◆ Written request: In the listing below, reproduce every line from the one containing "Category: christmas garland" through the end of the listing, and shift each point coordinate by adding 7 to both of its numbers.

Location identification listing
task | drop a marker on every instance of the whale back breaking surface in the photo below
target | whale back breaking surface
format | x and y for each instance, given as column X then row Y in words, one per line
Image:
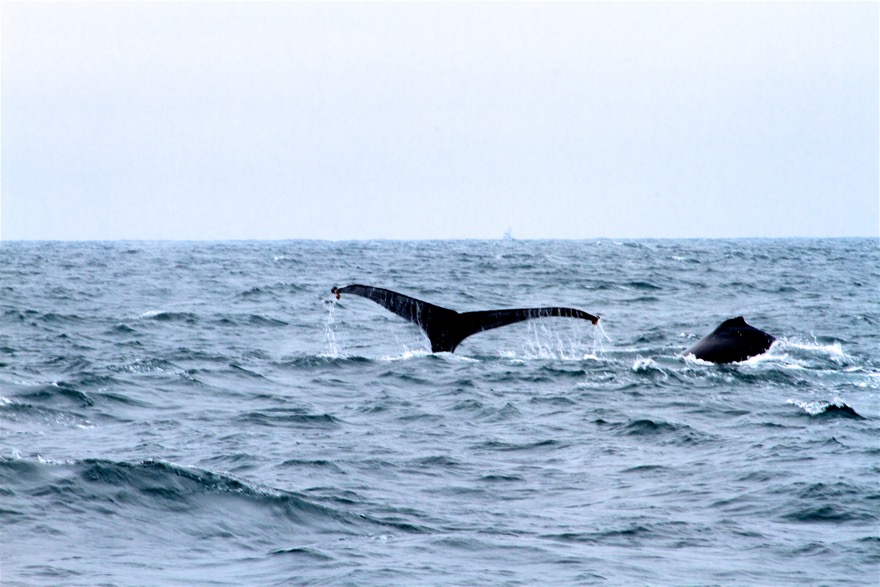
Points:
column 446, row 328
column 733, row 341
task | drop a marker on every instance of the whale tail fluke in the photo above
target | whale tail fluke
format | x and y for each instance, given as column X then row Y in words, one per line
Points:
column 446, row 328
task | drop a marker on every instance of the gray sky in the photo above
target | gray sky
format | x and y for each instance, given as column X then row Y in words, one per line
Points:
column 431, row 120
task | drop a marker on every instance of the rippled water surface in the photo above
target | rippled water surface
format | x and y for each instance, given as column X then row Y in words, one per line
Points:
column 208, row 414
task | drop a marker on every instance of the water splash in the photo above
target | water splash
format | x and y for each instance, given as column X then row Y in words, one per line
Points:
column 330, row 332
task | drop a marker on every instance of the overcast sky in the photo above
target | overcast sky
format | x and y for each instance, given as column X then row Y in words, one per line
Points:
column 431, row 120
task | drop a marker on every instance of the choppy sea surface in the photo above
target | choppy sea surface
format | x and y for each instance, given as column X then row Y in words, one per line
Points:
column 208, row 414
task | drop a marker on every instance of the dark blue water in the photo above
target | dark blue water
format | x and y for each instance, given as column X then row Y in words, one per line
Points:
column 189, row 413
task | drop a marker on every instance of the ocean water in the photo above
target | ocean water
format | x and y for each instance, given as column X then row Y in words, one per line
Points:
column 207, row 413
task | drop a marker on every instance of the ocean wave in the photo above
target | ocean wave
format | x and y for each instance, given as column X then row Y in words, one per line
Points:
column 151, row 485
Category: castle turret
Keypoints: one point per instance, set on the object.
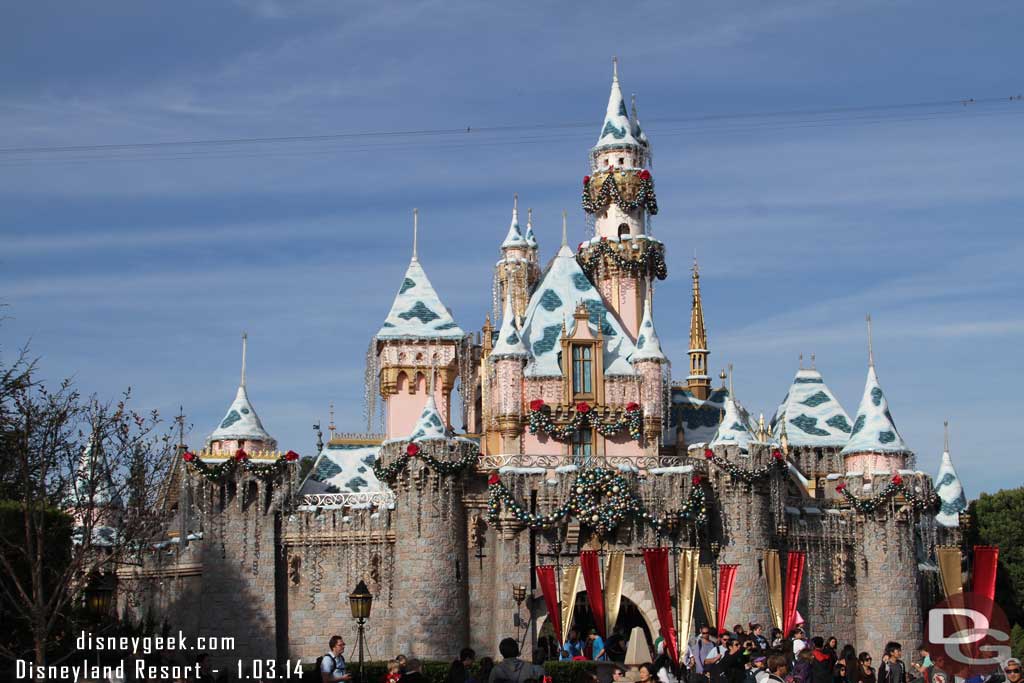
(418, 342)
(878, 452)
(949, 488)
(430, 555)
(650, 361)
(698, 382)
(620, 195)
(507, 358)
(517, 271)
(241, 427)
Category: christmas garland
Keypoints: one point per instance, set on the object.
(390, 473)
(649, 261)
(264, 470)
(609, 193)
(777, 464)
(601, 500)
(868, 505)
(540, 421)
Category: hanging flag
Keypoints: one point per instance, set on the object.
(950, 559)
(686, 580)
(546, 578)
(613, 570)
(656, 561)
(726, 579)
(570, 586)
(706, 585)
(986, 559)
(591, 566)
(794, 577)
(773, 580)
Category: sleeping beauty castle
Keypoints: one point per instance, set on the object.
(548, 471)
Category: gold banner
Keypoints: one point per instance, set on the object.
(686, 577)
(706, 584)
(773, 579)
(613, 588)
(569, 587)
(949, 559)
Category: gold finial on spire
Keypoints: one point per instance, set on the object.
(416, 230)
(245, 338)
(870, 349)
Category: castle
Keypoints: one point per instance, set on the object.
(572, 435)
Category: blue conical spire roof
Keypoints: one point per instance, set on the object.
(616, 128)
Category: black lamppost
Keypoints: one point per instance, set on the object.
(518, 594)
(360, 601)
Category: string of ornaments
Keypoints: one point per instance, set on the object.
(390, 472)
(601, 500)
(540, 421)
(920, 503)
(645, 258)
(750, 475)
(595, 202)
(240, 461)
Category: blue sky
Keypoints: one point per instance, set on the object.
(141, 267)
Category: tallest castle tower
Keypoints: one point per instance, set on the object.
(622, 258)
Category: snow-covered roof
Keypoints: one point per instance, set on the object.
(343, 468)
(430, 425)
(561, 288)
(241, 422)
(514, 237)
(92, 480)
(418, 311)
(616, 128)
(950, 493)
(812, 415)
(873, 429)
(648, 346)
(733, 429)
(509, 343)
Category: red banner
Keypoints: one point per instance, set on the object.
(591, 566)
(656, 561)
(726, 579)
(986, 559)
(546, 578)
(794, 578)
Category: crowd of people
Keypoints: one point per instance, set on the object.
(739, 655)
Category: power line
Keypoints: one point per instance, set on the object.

◆ Completed task:
Category: christmas garland
Keypoints: one point per instance, set on the object.
(397, 480)
(656, 268)
(271, 477)
(616, 200)
(784, 471)
(608, 507)
(875, 512)
(547, 428)
Category: hanging flag
Keypoints: one point per instance, set on the object.
(957, 566)
(693, 587)
(553, 585)
(620, 577)
(663, 568)
(733, 586)
(577, 593)
(713, 592)
(993, 566)
(598, 573)
(801, 584)
(780, 587)
Category: sleeping beauty castle
Keypoints: one point per instance, set on the object.
(555, 478)
Category: gold banner
Keypoints: one point per instance, set on the object.
(693, 584)
(713, 591)
(780, 586)
(620, 595)
(576, 594)
(956, 566)
Category: gold finial on spire
Keypoints: one point per instance, set on the object.
(423, 237)
(252, 345)
(877, 356)
Category: castle
Keypoints: one point per instance, set on the object.
(579, 442)
Category: blue conical spire roof
Keypoints: one point per instance, set on the object.
(623, 135)
Category: black lamppost
Keypoints: one point per instance, set on the object.
(525, 601)
(367, 608)
Category: string of ornaments
Keypoints: one point per instance, set on the object.
(397, 479)
(608, 507)
(547, 428)
(927, 510)
(652, 265)
(757, 482)
(602, 209)
(247, 468)
Category: blue sky
Keypoints: one point per instance, set on the object.
(148, 274)
Category: tallest castle tower
Keypoints: one point per instance, set on the object.
(629, 265)
Category: snow-covered roof
Keypoints: one point per instance, set on the object.
(350, 475)
(437, 432)
(568, 295)
(248, 429)
(521, 244)
(99, 487)
(425, 318)
(623, 135)
(957, 500)
(819, 422)
(880, 436)
(655, 353)
(740, 436)
(516, 350)
Category: red banner
Keypoints: one point per instance, set on the object.
(598, 573)
(663, 568)
(733, 586)
(993, 566)
(553, 585)
(801, 585)
Category: crowd of people
Keypoints: one point per instance, set on the object.
(746, 662)
Category: power line
Keypoints: one point per instance, set on the object.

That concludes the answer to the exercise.